DATASET RECORDS:
((

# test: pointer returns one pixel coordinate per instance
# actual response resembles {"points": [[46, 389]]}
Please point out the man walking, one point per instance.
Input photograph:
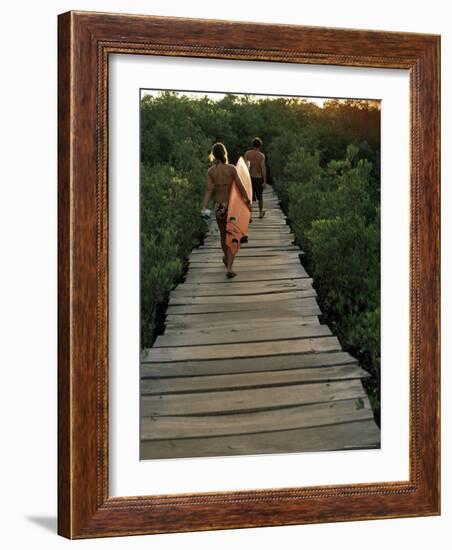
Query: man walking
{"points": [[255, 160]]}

))
((

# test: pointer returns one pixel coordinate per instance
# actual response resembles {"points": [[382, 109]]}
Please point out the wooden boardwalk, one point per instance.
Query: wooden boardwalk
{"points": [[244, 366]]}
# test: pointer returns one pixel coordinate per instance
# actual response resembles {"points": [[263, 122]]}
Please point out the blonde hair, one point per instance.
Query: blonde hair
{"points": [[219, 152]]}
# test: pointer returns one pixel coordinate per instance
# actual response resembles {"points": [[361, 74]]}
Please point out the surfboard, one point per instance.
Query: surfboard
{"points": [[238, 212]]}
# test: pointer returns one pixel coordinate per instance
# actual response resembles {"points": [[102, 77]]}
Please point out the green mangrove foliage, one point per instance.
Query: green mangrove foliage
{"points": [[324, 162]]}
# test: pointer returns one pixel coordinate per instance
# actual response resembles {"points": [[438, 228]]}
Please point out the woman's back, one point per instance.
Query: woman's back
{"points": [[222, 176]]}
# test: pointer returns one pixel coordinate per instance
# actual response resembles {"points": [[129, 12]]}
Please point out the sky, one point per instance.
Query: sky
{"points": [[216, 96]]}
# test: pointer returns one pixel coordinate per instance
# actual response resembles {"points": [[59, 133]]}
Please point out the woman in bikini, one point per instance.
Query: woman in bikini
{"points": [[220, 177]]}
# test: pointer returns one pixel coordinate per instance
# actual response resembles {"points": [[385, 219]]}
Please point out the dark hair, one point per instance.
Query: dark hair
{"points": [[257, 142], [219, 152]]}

))

WRITTEN EXERCISE: Locate each line in the items above that contains the word "surfboard" and copy those lines.

SOLVED PROBLEM:
Please point out the surfboard, one point per instance.
Query: surfboard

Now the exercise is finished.